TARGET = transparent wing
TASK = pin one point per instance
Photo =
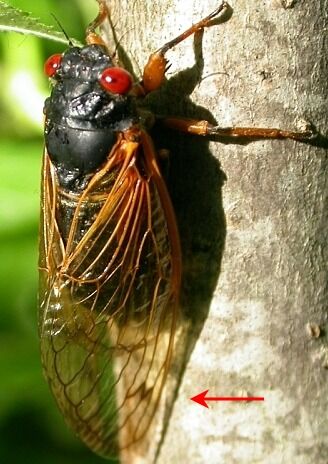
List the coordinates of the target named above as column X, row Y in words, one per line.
column 109, row 283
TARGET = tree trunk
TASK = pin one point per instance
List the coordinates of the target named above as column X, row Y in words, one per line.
column 253, row 221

**Set task**
Render every one of the entries above as a JSON list of strings, one string per line, omitting blank lines and the pictures.

**Written answer**
[
  "TARGET = transparent wing",
  "TASK = pin one point per instance",
  "Photo =",
  "List the coordinates of the target named above as column X, row Y in words, one per line.",
  "column 109, row 283",
  "TARGET = tree trunk",
  "TASK = pin one point per instance",
  "List the coordinates of the target named above as column X, row Y in words, one per line.",
  "column 253, row 221"
]